Coût des logements – La Ville de Montréal doit se regarder dans le miroir

Se loger à Montréal coûte de plus en plus cher, si bien que trouver un logement dans son budget est devenu une tâche ardue. Bien que nous n’en soyons pas au même stade que Vancouver, le loyer moyen pour un 4 ½ a dépassé la barre des 1000 $ par mois en 2022.1 Par rapport à 2021, cela représente une augmentation de 5,4 %.

L’administration municipale montréalaise rejette le blâme sur tout le monde. La mairesse Valérie Plante a tour à tour blâmé Airbnb, les spéculateurs immobiliers, les entrepreneurs qui n’offriraient pas les bons produits.

La mairesse Plante oublie de montrer du doigt un autre responsable : la Ville de Montréal elle-même et ses politiques publiques qui jouent un rôle direct dans l’augmentation des prix du logement.

À coups de taxes, de frais de développement, de dictats sur les types de logements et de règlements divers, l’appareil administratif municipal augmente considérablement le risque et les prix à payer au moment de bâtir pour les promoteurs, ce qui se répercute directement sur les prix de vente des unités et les loyers facturés.

Et qui dit réglementation excessive dit désincitatif à construire davantage. L’offre de logements est donc directement limitée, ce qui empêche les prix de baisser.

Des enjeux dès la construction

La logique est claire : si l’offre ne se renouvelle pas et ne croît pas aussi rapidement que la demande, le prix d’équilibre du marché du logement – qu’il soit locatif ou acheté – augmente. Pour restaurer l’abordabilité, il faut permettre aux promoteurs de construire davantage.

OBJECTIF A:
Restituez dans son intégralité le texte sur le coût des logements à Montréal.
OBJECTIF B:
Relevez, dans les entrées ci-dessous, chaque ligne où figure le mot « green », et recopiez-la sans modification.
Le texte ci-dessus n'a aucun lien avec les entrées.

RELEVÉ:
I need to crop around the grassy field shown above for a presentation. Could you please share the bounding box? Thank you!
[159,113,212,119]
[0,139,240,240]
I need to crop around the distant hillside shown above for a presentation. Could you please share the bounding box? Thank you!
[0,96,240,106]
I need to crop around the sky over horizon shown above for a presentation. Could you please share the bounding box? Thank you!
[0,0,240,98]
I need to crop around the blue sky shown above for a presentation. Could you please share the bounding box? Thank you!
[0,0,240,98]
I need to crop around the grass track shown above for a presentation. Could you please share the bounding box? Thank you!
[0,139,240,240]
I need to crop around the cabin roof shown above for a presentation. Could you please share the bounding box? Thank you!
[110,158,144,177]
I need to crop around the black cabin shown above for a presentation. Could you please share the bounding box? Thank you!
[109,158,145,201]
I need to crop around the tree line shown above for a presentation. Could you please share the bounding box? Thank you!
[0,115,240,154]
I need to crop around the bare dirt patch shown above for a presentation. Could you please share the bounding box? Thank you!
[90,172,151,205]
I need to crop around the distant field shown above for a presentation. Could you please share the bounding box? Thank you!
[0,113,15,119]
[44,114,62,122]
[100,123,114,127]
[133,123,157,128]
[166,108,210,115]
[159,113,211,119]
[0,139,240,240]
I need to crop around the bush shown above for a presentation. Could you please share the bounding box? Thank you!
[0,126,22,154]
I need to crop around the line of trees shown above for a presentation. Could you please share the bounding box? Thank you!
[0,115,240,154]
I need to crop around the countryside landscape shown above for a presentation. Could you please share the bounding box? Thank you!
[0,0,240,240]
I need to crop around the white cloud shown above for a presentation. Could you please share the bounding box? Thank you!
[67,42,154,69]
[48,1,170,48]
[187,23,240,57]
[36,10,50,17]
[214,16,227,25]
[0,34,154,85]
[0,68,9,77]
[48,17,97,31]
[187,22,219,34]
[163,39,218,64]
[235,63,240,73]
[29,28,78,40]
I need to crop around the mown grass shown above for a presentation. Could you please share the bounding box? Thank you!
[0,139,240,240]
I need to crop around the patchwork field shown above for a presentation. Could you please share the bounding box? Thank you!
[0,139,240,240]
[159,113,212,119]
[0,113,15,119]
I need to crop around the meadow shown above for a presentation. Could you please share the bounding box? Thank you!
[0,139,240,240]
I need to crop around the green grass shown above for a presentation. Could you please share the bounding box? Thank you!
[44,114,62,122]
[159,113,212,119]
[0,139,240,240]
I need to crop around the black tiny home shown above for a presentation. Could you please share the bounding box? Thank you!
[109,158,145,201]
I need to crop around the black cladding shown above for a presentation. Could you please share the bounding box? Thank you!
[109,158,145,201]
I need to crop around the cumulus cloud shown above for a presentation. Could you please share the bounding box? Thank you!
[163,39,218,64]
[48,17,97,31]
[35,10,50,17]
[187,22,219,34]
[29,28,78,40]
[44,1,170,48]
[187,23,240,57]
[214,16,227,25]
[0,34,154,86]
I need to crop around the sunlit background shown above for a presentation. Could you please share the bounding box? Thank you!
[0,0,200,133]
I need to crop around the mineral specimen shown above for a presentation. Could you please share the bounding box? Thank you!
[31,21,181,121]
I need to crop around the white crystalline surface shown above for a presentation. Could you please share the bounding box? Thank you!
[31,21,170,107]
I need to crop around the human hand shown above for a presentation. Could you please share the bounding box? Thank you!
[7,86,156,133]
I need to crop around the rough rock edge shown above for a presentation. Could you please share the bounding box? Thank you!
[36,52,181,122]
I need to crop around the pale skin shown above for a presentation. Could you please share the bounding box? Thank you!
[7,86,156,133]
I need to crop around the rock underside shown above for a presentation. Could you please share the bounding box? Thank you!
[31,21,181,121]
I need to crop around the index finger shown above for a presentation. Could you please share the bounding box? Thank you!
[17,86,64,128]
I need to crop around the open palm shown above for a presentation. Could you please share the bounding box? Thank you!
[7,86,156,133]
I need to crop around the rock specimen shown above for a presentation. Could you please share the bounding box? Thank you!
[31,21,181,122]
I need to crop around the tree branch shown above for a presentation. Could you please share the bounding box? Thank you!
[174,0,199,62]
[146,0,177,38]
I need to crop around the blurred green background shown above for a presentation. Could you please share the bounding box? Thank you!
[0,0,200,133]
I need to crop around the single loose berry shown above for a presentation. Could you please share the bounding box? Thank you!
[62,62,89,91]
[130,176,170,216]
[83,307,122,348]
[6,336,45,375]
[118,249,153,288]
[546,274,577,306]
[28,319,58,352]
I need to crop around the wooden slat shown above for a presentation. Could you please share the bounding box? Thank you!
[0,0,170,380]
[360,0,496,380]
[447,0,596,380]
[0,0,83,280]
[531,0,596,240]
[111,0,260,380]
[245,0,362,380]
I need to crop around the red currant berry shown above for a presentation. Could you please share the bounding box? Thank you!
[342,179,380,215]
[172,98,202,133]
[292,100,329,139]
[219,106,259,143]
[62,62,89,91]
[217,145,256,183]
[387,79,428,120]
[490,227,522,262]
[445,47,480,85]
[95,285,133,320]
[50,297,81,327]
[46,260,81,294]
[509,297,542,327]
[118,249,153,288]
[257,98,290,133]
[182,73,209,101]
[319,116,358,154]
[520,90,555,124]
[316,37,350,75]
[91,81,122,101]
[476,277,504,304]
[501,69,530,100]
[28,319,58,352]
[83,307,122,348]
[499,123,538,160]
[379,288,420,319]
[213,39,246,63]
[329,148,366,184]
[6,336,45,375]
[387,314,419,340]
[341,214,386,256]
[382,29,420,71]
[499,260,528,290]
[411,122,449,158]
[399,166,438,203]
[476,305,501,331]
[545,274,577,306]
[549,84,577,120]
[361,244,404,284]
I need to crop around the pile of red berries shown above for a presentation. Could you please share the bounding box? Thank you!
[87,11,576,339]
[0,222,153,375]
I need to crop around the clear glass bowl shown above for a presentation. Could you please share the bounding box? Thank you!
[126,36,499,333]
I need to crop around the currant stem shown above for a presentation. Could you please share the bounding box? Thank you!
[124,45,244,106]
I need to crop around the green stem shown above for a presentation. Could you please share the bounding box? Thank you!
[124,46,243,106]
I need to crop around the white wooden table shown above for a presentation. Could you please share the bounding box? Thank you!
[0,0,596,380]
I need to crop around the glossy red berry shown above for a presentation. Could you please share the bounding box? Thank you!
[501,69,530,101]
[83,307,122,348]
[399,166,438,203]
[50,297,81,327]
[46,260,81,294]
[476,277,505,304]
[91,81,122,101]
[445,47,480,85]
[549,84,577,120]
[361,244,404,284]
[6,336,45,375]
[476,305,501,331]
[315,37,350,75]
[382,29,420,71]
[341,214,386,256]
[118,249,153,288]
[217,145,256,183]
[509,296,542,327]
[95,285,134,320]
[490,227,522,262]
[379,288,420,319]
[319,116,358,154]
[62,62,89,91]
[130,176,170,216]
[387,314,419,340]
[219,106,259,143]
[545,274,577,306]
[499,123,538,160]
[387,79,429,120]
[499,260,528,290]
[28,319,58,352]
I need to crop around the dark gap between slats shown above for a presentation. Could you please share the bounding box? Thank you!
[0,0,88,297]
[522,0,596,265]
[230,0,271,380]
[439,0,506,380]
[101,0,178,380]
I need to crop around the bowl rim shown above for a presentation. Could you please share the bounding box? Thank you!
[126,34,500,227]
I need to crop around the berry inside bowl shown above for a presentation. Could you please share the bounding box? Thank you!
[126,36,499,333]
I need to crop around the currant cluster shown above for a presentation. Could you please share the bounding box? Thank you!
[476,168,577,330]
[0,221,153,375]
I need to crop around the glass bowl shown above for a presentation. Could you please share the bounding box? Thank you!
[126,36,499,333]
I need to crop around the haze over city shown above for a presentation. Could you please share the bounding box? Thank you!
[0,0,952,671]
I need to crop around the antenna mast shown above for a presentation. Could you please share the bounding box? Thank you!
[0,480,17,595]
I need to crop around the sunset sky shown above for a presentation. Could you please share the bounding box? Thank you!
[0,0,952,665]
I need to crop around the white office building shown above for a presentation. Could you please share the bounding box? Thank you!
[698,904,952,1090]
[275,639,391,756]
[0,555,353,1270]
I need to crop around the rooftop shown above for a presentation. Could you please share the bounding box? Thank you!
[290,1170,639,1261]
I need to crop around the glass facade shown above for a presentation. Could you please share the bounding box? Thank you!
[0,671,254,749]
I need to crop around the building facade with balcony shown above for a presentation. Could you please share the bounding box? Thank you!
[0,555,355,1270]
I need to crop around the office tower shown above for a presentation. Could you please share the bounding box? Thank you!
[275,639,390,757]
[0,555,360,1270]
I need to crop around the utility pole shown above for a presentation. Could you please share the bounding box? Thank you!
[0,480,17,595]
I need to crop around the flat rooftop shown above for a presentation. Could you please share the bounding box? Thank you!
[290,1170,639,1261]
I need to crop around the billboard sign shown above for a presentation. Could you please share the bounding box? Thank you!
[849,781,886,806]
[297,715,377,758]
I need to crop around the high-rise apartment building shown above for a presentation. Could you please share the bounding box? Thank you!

RÉPONSE ATTENDUE A:
Coût des logements – La Ville de Montréal doit se regarder dans le miroir

Se loger à Montréal coûte de plus en plus cher, si bien que trouver un logement dans son budget est devenu une tâche ardue. Bien que nous n’en soyons pas au même stade que Vancouver, le loyer moyen pour un 4 ½ a dépassé la barre des 1000 $ par mois en 2022.1 Par rapport à 2021, cela représente une augmentation de 5,4 %.

L’administration municipale montréalaise rejette le blâme sur tout le monde. La mairesse Valérie Plante a tour à tour blâmé Airbnb, les spéculateurs immobiliers, les entrepreneurs qui n’offriraient pas les bons produits.

La mairesse Plante oublie de montrer du doigt un autre responsable : la Ville de Montréal elle-même et ses politiques publiques qui jouent un rôle direct dans l’augmentation des prix du logement.

À coups de taxes, de frais de développement, de dictats sur les types de logements et de règlements divers, l’appareil administratif municipal augmente considérablement le risque et les prix à payer au moment de bâtir pour les promoteurs, ce qui se répercute directement sur les prix de vente des unités et les loyers facturés.

Et qui dit réglementation excessive dit désincitatif à construire davantage. L’offre de logements est donc directement limitée, ce qui empêche les prix de baisser.

Des enjeux dès la construction

La logique est claire : si l’offre ne se renouvelle pas et ne croît pas aussi rapidement que la demande, le prix d’équilibre du marché du logement – qu’il soit locatif ou acheté – augmente. Pour restaurer l’abordabilité, il faut permettre aux promoteurs de construire davantage.

RÉPONSE ATTENDUE B:
I need to crop around the green grass shown above for a presentation. Could you please share the bounding box? Thank you!
I need to crop around the blurred green background shown above for a presentation. Could you please share the bounding box? Thank you!
I need to crop around the green stem shown above for a presentation. Could you please share the bounding box? Thank you!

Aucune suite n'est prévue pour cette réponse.